## Provided data

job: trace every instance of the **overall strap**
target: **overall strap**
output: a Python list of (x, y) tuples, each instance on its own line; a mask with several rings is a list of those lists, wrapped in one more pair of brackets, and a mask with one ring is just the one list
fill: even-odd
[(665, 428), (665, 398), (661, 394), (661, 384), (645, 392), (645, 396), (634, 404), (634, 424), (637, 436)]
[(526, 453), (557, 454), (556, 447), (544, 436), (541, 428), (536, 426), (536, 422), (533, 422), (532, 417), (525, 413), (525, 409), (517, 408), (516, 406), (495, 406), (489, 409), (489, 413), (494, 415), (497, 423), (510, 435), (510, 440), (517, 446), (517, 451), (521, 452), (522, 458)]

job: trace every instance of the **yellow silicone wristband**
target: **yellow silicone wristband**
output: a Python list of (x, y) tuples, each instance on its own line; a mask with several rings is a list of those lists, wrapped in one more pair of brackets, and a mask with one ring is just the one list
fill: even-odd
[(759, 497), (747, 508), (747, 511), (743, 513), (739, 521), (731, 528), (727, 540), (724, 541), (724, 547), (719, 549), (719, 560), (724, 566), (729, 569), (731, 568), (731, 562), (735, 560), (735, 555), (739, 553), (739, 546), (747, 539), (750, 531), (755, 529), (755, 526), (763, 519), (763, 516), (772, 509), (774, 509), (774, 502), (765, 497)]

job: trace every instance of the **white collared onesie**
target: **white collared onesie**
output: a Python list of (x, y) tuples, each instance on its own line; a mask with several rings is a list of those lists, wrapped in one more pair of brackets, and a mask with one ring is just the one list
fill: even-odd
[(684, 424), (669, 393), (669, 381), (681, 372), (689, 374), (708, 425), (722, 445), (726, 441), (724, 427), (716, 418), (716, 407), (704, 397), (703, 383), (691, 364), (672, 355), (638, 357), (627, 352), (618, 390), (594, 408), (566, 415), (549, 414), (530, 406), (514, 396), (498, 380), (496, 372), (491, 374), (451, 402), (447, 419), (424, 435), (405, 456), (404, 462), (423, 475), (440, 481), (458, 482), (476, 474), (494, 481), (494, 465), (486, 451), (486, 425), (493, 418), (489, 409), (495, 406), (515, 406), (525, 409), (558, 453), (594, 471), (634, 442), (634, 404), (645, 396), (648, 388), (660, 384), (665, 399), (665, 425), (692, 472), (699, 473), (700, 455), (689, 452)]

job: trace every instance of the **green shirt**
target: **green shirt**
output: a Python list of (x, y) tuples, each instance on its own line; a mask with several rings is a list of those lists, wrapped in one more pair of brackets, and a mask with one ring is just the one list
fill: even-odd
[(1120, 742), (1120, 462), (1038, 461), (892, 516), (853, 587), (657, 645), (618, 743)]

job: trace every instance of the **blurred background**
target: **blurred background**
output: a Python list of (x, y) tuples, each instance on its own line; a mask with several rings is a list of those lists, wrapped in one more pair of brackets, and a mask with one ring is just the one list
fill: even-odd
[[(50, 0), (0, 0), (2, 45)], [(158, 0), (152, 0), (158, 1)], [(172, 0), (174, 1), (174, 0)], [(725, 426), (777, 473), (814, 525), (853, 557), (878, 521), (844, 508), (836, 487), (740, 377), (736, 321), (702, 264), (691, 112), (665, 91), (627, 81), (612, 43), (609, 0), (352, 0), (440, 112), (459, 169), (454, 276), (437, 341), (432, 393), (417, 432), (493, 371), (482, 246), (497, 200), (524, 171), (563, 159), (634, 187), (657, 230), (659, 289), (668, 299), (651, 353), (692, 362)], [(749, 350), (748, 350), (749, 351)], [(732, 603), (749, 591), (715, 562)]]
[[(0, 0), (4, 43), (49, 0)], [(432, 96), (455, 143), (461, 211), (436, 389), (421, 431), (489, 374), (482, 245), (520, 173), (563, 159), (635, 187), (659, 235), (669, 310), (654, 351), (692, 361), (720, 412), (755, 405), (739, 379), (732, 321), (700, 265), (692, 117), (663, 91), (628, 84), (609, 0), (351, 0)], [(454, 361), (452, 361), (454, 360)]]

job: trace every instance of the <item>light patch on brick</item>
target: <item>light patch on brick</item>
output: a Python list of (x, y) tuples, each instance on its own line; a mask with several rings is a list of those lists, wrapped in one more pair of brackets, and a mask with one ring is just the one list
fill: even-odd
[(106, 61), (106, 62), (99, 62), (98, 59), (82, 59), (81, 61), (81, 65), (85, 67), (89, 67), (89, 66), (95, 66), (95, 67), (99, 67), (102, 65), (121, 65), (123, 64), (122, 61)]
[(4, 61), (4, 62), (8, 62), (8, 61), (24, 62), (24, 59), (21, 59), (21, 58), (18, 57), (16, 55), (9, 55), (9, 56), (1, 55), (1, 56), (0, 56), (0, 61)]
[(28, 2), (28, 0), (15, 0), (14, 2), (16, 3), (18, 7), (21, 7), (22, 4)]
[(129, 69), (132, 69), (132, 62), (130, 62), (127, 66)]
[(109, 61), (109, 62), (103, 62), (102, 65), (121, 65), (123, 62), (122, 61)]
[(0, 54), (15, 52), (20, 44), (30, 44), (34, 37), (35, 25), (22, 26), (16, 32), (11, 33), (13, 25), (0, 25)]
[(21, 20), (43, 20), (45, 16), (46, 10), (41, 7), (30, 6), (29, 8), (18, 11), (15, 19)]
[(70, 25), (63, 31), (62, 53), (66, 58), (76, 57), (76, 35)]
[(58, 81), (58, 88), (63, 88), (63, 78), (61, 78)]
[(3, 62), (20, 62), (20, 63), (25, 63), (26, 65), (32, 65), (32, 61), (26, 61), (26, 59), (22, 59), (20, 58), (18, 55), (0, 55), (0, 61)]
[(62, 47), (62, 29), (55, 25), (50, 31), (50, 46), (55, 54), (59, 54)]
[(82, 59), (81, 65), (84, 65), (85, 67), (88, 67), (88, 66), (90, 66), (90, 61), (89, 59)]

## Given exercise
Reproduce every one of the rows above verbatim, without altering, omitting, or reordering anything.

## Finished exercise
job: trace every instance of the **overall strap**
target: **overall strap**
output: a Python list of (x, y) tuples, each instance on its own line; a mask with several rings is a list of those lists, wrapped in one more pair of brackets, and a mask with one ring is just the one list
fill: even-odd
[(665, 428), (665, 398), (661, 394), (661, 384), (645, 392), (645, 396), (634, 404), (634, 424), (637, 436)]
[(526, 453), (557, 454), (556, 447), (544, 436), (541, 428), (536, 426), (536, 422), (533, 422), (532, 417), (525, 413), (525, 409), (517, 408), (516, 406), (495, 406), (489, 409), (489, 413), (494, 415), (497, 423), (510, 435), (510, 440), (517, 446), (517, 451), (521, 452), (522, 458)]

job: trace every instance of the **yellow silicone wristband**
target: **yellow silicone wristband**
output: a Python list of (x, y) tuples, each instance on its own line; a mask with several rings is a list of those lists, wrapped in one more pair of brackets, and a mask with one ring is just the one list
fill: even-odd
[(759, 497), (747, 508), (747, 511), (743, 513), (739, 521), (731, 528), (727, 540), (724, 541), (724, 547), (719, 549), (719, 560), (724, 566), (729, 569), (731, 568), (731, 562), (735, 560), (735, 555), (739, 553), (739, 546), (747, 539), (750, 531), (755, 529), (755, 526), (763, 519), (763, 516), (772, 509), (774, 509), (774, 502), (765, 497)]

job: trace every instance of the **white collared onesie**
target: **white collared onesie**
output: a Python list of (x, y) tuples, each instance on its own line; a mask with several rings is a list of those lists, wrapped in one more pair of brackets, and a mask with one ring is just the one list
fill: even-odd
[(684, 424), (669, 393), (669, 381), (681, 372), (689, 374), (708, 425), (722, 445), (726, 441), (724, 427), (716, 418), (716, 407), (704, 397), (703, 383), (691, 364), (672, 355), (638, 357), (627, 352), (618, 390), (594, 408), (566, 415), (549, 414), (530, 406), (514, 396), (498, 380), (496, 372), (491, 374), (451, 402), (447, 419), (424, 435), (405, 456), (404, 462), (423, 475), (440, 481), (458, 482), (476, 474), (494, 481), (494, 465), (486, 451), (486, 425), (493, 418), (489, 409), (495, 406), (515, 406), (525, 409), (558, 453), (594, 471), (634, 442), (634, 404), (645, 396), (648, 388), (660, 384), (665, 399), (665, 425), (692, 472), (699, 473), (700, 455), (689, 452)]

job: trace every instance of the **green shirt**
target: **green shirt**
output: a Python list of (x, y) tuples, each instance on its own line; a mask with several rings is a list of those lists, wrapped in one more pair of brackets, and a mask with one ring is just the one list
fill: even-odd
[(1120, 742), (1120, 462), (1038, 461), (892, 516), (853, 587), (657, 645), (618, 743)]

job: trace every instance of the **blurred background**
target: **blurred background**
output: a Python list of (x, y) tuples, each instance on its own line; a mask with several rings is a list of those lists, wrapped in one more pair of brackets, and a mask with one ring is just the one list
fill: even-odd
[[(50, 0), (0, 0), (2, 45)], [(158, 0), (152, 0), (158, 1)], [(172, 0), (174, 1), (174, 0)], [(725, 426), (777, 473), (814, 525), (853, 557), (878, 521), (844, 508), (836, 487), (740, 377), (736, 321), (702, 264), (691, 112), (665, 91), (627, 81), (612, 43), (609, 0), (352, 0), (440, 112), (459, 169), (454, 276), (437, 341), (432, 393), (417, 432), (493, 371), (482, 246), (497, 200), (524, 171), (563, 159), (634, 187), (657, 230), (659, 289), (668, 299), (651, 353), (692, 362)], [(749, 350), (748, 350), (749, 351)], [(732, 603), (749, 591), (715, 562)]]
[[(0, 0), (4, 43), (49, 0)], [(432, 96), (455, 143), (461, 211), (436, 389), (421, 431), (489, 374), (482, 245), (520, 173), (563, 159), (635, 187), (659, 235), (669, 310), (654, 351), (692, 361), (720, 412), (755, 405), (739, 379), (732, 321), (700, 265), (692, 117), (663, 91), (628, 84), (609, 0), (351, 0)], [(454, 361), (452, 361), (454, 360)]]

job: trace every instance of the <item>light patch on brick</item>
target: <item>light patch on brick</item>
output: a Python list of (x, y) tuples, each instance on its own line; a mask with several rings is a list of those lists, wrapped in one more pair of brackets, and a mask with one ring is just the one list
fill: even-odd
[(106, 61), (106, 62), (99, 62), (98, 59), (82, 59), (81, 61), (81, 65), (85, 67), (89, 67), (89, 66), (95, 66), (95, 67), (99, 67), (102, 65), (121, 65), (123, 64), (122, 61)]
[(4, 61), (4, 62), (8, 62), (8, 61), (24, 62), (24, 59), (21, 59), (21, 58), (18, 57), (16, 55), (9, 55), (9, 56), (1, 55), (1, 56), (0, 56), (0, 61)]
[(28, 2), (28, 0), (15, 0), (14, 2), (16, 3), (18, 7), (21, 7), (22, 4)]
[(129, 69), (132, 69), (132, 62), (130, 62), (127, 66)]
[(109, 61), (109, 62), (103, 62), (102, 65), (121, 65), (123, 62), (122, 61)]
[(0, 54), (15, 52), (20, 44), (30, 44), (34, 37), (35, 25), (22, 26), (16, 32), (11, 33), (13, 25), (0, 25)]
[(21, 20), (43, 20), (45, 16), (46, 10), (41, 7), (30, 6), (29, 8), (18, 11), (15, 19)]
[(70, 25), (63, 31), (62, 53), (66, 58), (76, 57), (76, 35)]
[(58, 81), (58, 88), (63, 88), (63, 78), (61, 78)]
[(3, 62), (20, 62), (20, 63), (25, 63), (26, 65), (32, 65), (32, 61), (26, 61), (26, 59), (22, 59), (20, 58), (18, 55), (0, 55), (0, 61)]
[(62, 47), (62, 29), (55, 25), (50, 31), (50, 46), (55, 54), (59, 54)]
[(82, 59), (81, 65), (84, 65), (85, 67), (88, 67), (88, 66), (90, 66), (90, 61), (89, 59)]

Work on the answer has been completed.